··· Text segment ···

Matthew Valiquette has been appointed the executive director of Bay Area Workforce Development Board beginning January 2, 2021.
Valiquette is a 20-year veteran of the United States Marine Corps who served in the Iraq theater 2004-2009. He also served as Master Instructor at the US Naval Academy 2002-2003. He has been program operations manager at Bay Area Workforce Development Board since 2011.
Valiquette will succeed James Golembeski who has led the organization since 1992. Under Golembeski’s leadership, Bay Area Workforce Development Board has addressed the needs of thousands of workers affected by plant closings; created the state’s premier offender reentry initiative, Windows to Work; played a key role in the creation of NEW North and NEW Manufacturing Alliance; and assisted in the development of innovative worker training programs.
Bay Area Workforce Development Board Vice Chair Charles Dallas, who led the executive search committee, says the organization has been extremely pleased with Valiquette’s performance. “Matt has proven over the last nine years he has the skills to work with our program providers and keep our client customers in mind through both good and bad times, whether it be mass layoffs or economic downturns, or helping our local businesses find talented workers.”

···

(Given exercise 1) Write out the passage of the appointment announcement from "Valiquette is a" to "worker training programs." word for word.
The announcement and the listing are unrelated, separate material.

··· Material for this exercise ···

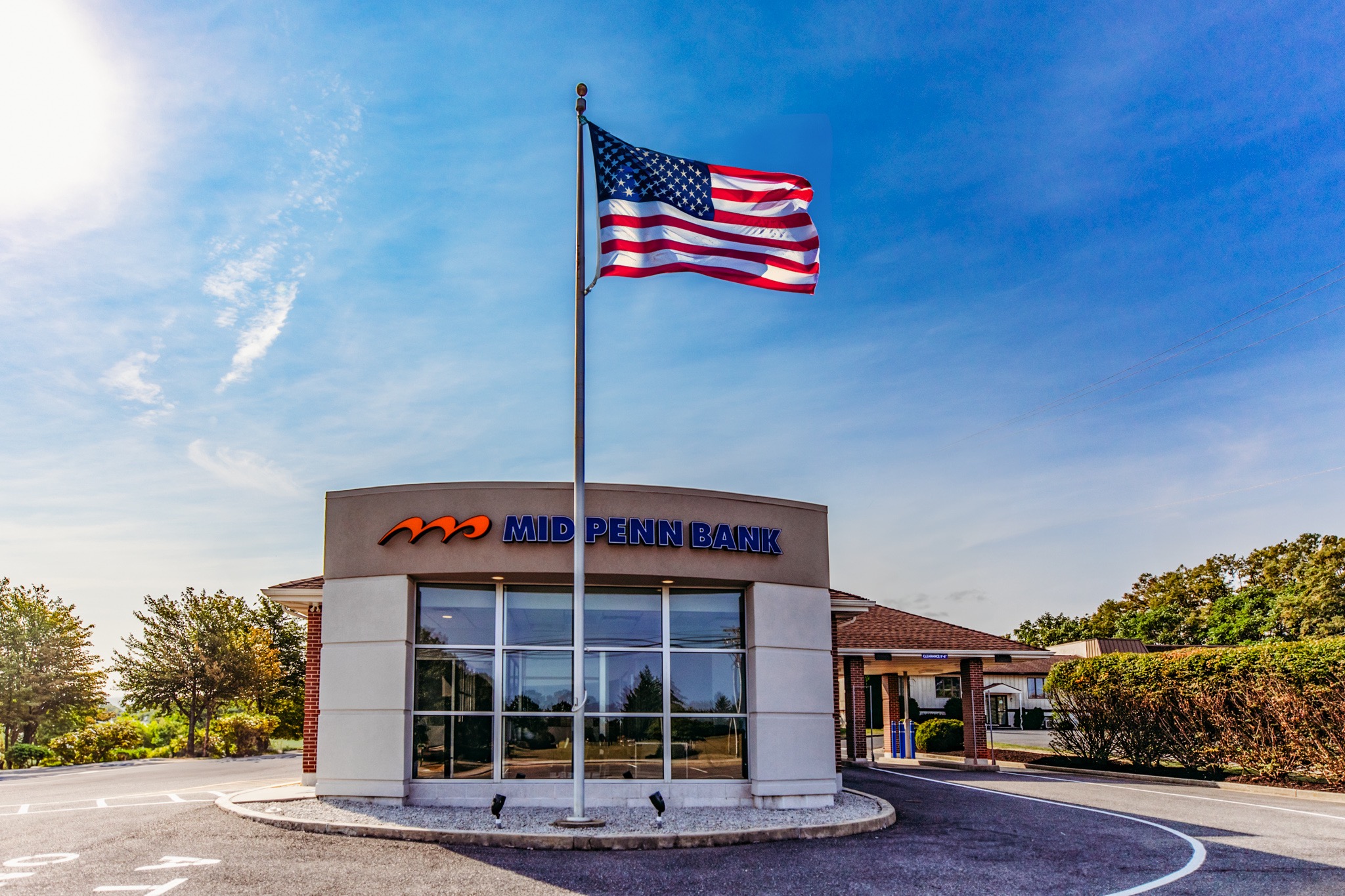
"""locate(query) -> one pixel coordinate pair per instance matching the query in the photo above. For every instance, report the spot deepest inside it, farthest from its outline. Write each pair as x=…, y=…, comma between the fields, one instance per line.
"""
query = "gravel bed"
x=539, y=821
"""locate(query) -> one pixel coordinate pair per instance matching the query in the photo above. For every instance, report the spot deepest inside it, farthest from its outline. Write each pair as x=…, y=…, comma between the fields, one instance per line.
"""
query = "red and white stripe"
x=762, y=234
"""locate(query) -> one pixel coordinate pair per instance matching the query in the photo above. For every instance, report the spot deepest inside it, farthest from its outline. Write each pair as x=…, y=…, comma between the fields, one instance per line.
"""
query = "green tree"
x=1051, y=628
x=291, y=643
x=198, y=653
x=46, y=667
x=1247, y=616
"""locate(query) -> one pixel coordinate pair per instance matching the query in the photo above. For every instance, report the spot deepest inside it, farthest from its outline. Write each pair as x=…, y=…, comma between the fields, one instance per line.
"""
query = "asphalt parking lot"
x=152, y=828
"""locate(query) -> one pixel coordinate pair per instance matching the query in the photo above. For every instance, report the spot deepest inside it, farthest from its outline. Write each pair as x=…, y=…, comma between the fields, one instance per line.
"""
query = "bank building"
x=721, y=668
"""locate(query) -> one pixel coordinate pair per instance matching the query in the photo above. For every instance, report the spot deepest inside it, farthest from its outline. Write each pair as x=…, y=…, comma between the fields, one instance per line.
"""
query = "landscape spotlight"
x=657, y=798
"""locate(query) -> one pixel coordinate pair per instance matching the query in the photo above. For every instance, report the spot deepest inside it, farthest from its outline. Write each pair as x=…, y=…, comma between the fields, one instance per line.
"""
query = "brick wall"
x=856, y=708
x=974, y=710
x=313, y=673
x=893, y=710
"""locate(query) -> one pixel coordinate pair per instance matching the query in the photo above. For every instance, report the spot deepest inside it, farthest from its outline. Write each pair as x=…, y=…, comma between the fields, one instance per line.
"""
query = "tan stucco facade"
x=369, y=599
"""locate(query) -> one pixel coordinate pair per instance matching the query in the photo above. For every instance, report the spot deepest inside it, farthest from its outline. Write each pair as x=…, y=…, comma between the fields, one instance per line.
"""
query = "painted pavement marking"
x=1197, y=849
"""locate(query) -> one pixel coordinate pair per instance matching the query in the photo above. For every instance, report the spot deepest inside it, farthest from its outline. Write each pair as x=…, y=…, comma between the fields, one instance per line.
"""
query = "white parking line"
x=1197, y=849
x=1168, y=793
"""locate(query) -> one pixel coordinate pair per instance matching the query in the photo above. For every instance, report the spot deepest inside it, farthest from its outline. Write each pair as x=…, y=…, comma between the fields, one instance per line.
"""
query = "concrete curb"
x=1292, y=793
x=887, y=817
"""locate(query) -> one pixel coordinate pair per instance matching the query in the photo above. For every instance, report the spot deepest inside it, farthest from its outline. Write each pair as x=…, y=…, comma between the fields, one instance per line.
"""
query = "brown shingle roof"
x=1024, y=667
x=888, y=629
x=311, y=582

···

(Given exercise 2) From the listing, extract verbatim every line from its beginning through the line with "x=539, y=821", and omit the picture from your answer.

(Full output 1)
Valiquette is a 20-year veteran of the United States Marine Corps who served in the Iraq theater 2004-2009. He also served as Master Instructor at the US Naval Academy 2002-2003. He has been program operations manager at Bay Area Workforce Development Board since 2011.
Valiquette will succeed James Golembeski who has led the organization since 1992. Under Golembeski’s leadership, Bay Area Workforce Development Board has addressed the needs of thousands of workers affected by plant closings; created the state’s premier offender reentry initiative, Windows to Work; played a key role in the creation of NEW North and NEW Manufacturing Alliance; and assisted in the development of innovative worker training programs.

(Full output 2)
"""locate(query) -> one pixel coordinate pair per instance matching the query in the photo above. For every instance, report the spot deepest inside it, farthest from its outline. Write each pair as x=…, y=…, comma between the fields, one instance per line.
"""
query = "gravel bed"
x=539, y=821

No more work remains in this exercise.